--- START ---
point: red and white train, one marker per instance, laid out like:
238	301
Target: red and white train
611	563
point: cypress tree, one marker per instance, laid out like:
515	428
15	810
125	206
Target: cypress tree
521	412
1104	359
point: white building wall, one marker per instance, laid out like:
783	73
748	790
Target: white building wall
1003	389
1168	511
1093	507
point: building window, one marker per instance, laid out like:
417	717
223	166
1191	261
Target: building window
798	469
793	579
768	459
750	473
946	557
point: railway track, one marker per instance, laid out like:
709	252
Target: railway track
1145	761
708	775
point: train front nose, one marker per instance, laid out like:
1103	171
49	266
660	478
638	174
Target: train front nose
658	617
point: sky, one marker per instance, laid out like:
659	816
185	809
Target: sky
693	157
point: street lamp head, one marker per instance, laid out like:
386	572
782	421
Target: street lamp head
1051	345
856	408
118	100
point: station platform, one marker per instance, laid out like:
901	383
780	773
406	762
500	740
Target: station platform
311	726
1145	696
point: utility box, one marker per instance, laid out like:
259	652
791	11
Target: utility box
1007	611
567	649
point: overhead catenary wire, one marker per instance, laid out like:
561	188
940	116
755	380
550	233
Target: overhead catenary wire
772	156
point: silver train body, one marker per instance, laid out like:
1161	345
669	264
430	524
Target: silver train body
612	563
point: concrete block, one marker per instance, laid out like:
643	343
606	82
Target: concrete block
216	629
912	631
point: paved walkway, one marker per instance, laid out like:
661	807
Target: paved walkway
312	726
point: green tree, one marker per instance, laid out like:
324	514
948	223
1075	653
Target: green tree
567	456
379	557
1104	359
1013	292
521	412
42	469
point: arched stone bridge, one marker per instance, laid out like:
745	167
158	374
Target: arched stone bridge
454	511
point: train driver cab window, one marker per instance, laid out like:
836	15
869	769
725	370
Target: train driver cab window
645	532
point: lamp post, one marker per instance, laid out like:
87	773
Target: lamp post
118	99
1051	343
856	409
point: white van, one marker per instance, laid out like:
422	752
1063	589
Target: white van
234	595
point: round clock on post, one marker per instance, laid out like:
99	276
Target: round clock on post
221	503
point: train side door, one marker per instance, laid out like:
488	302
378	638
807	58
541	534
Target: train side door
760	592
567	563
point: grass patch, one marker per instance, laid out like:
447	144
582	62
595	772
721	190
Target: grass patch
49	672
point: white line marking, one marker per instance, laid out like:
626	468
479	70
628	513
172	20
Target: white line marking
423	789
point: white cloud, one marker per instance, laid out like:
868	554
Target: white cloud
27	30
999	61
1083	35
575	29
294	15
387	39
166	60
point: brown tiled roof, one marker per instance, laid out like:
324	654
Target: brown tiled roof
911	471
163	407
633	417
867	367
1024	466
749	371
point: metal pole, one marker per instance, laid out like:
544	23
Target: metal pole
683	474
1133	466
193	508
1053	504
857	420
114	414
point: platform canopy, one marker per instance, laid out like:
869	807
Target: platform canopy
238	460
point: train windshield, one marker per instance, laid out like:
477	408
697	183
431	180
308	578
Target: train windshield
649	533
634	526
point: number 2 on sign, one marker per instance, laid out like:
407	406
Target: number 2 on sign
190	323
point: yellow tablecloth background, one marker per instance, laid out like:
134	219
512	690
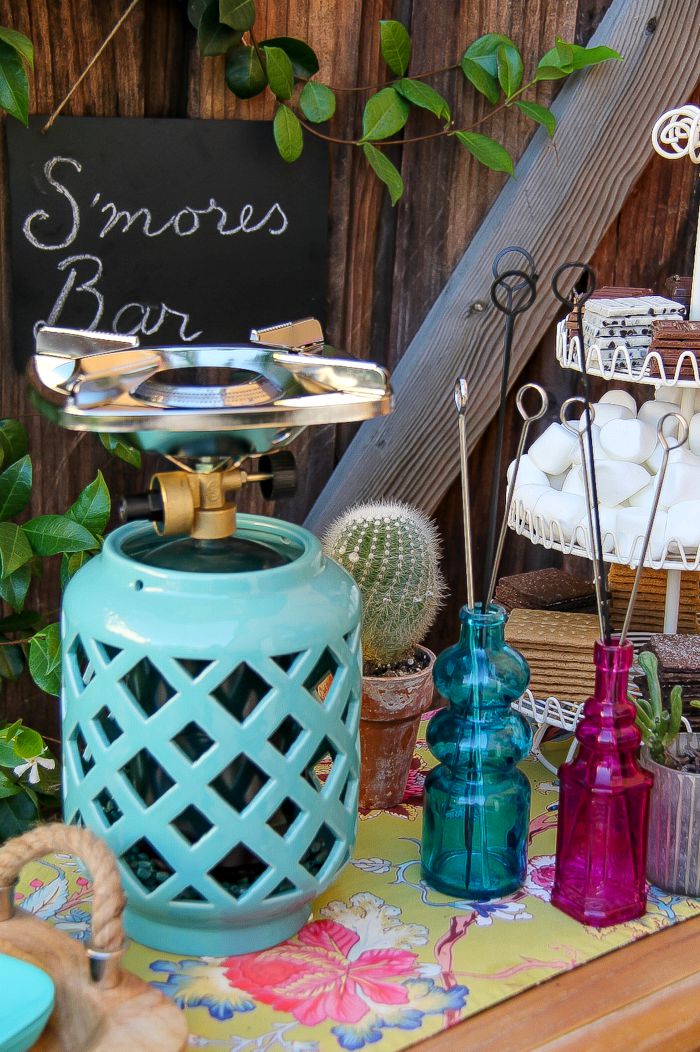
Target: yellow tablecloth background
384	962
--- END ---
Print the records again, starting at the line containing "point: round clock" and running through the end of the records, both ends included, and leave the pictures out.

point: round clock on post, one marker per instance, laid out like:
99	276
Target: round clock on post
221	503
point: train side door, one marker per instance, laid out like:
488	302
378	638
807	58
541	534
Target: train side door
760	592
567	563
point: grass patch, one marker per instance, laid out like:
447	144
582	62
595	772
721	190
Target: grass patch
49	672
point: white line marking, one marker per instance, laid out like:
626	468
479	70
628	513
172	20
Target: white line marking
423	789
point: white cloud, one marker per instance, laid out like:
868	554
Target: white cloud
27	30
999	61
1083	35
575	29
294	15
387	39
166	60
point: brown tiled roof, one marker per instance, laid out like:
324	654
Target: brown tiled roof
911	471
163	407
633	417
867	367
1024	466
749	371
point: metal pole, one marker per instance, laid out like:
544	23
Target: metal pole
683	474
1133	466
193	508
1053	504
857	420
114	414
point: platform canopy, one marker per instance, laid out like:
869	807
Target: platform canopy
238	460
point: train windshield, one marker per instance, laid out like:
477	408
697	183
431	180
308	578
Target: train windshield
649	533
634	526
point: number 2 on sign, one marker per instance, laid out like:
407	406
Target: number 2 on sign
190	323
point: yellow tablecloth background, one marker per instance, laid out like:
134	219
512	690
Target: yellow tablecloth background
384	962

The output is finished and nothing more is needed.